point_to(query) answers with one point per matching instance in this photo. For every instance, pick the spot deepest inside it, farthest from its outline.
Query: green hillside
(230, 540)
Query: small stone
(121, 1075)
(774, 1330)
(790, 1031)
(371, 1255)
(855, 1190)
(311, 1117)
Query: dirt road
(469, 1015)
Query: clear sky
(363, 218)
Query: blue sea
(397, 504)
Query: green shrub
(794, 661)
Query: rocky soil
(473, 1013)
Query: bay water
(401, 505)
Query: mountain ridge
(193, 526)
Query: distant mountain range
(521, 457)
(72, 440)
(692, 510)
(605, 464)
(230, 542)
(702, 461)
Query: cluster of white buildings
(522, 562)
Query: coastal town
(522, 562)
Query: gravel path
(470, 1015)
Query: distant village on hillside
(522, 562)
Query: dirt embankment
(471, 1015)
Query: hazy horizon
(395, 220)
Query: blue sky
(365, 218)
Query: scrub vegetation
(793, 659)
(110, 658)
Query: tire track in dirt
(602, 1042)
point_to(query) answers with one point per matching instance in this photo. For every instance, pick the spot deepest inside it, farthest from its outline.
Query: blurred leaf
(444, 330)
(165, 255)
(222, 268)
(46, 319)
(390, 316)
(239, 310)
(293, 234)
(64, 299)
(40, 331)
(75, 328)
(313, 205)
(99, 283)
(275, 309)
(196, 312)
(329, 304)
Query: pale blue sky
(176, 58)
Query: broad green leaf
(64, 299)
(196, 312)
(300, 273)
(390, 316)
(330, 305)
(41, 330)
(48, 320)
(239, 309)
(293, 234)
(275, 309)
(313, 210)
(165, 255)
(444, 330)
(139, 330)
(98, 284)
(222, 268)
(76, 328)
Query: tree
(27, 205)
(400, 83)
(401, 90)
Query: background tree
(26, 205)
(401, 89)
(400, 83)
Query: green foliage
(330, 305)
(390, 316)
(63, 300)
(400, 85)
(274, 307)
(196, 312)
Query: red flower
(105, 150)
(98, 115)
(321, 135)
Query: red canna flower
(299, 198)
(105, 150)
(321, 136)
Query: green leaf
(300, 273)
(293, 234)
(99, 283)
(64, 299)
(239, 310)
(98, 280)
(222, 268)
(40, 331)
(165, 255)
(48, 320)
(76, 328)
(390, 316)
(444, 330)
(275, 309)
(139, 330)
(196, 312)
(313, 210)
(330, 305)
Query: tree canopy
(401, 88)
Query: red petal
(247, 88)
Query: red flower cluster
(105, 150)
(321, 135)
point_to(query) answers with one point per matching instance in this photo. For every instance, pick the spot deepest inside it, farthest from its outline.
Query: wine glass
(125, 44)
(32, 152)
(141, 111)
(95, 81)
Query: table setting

> _PROBLEM TO SOLVE_
A faithful copy of all the material is the required answer.

> _WRITTEN ANSWER_
point_to(query) answers with one point per matching instance in this photo. For every instance, pick the spot deepest inside it, farthest from its outline.
Query: green hillside
(230, 540)
Query: small stone
(121, 1075)
(774, 1330)
(790, 1031)
(371, 1255)
(855, 1190)
(311, 1117)
Query: dirt road
(469, 1015)
Query: clear sky
(363, 218)
Query: blue sea
(397, 504)
Query: green shrub
(794, 661)
Query: rocky soil
(473, 1013)
Query: bay water
(401, 505)
Query: mountain ridge
(193, 526)
Query: distant mountain range
(521, 457)
(72, 440)
(692, 510)
(605, 464)
(230, 542)
(702, 461)
Query: cluster of white buildings
(522, 562)
Query: coastal town
(522, 562)
Query: gravel path
(470, 1015)
Query: distant village on hillside
(522, 562)
Query: dirt embankment
(471, 1015)
Query: hazy horizon
(395, 220)
Query: blue sky
(365, 218)
Query: scrub vegetation
(793, 659)
(110, 658)
Query: tire track in dirt
(602, 1042)
point_to(query) answers with one point per matching instance in this photo. For every instance, pick the spot deepest inside it, farthest from its outline.
Query: blurred leaf
(444, 330)
(165, 255)
(222, 268)
(46, 319)
(390, 316)
(239, 310)
(293, 234)
(64, 299)
(40, 331)
(75, 328)
(313, 205)
(99, 283)
(275, 309)
(196, 312)
(329, 304)
Query: pale blue sky
(176, 58)
Query: broad green leaf
(64, 299)
(196, 312)
(300, 273)
(390, 316)
(330, 305)
(41, 330)
(48, 320)
(239, 309)
(293, 234)
(275, 309)
(313, 210)
(165, 255)
(444, 330)
(139, 330)
(98, 284)
(222, 268)
(76, 328)
Query: tree
(27, 205)
(400, 83)
(401, 90)
Query: background tree
(26, 205)
(401, 89)
(400, 83)
Query: green foliage
(330, 305)
(390, 316)
(63, 300)
(400, 85)
(274, 307)
(196, 312)
Query: red flower
(105, 150)
(98, 115)
(321, 135)
Query: red canna flower
(299, 198)
(105, 150)
(321, 136)
Query: green leaf
(300, 273)
(293, 234)
(99, 283)
(64, 299)
(239, 310)
(98, 280)
(222, 268)
(40, 331)
(165, 255)
(48, 320)
(76, 328)
(390, 316)
(444, 330)
(275, 309)
(139, 330)
(196, 312)
(313, 210)
(330, 305)
Query: tree canopy
(401, 88)
Query: red petal
(247, 88)
Query: red flower cluster
(105, 150)
(321, 135)
point_to(query) answers with one point per matching instance in this photo. For every instance, pick the spot deepest inside it, farthest from its outline.
Query: wine glass
(125, 44)
(32, 152)
(141, 111)
(95, 81)
Query: table setting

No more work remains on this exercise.